Task requirements: Give back word for word the lines of the data that begin at the line containing "Where can the ear" and run through the last line of the data, with both ends included.

Given information:

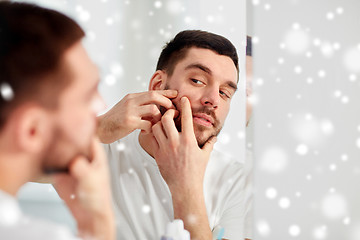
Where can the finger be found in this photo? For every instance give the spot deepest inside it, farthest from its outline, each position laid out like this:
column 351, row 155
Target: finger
column 186, row 116
column 79, row 167
column 159, row 133
column 150, row 110
column 209, row 145
column 160, row 97
column 169, row 125
column 145, row 126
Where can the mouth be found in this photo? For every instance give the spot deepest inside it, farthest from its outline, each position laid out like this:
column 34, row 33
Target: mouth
column 203, row 119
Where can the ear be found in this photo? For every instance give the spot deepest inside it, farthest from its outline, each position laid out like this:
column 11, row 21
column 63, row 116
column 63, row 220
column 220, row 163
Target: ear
column 33, row 129
column 158, row 80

Worked solution:
Where can the ear be found in this photo? For every instance give the spot deepest inside it, farthest from its outline, each position laid out like this:
column 11, row 21
column 63, row 116
column 63, row 220
column 220, row 163
Target: ear
column 33, row 129
column 158, row 80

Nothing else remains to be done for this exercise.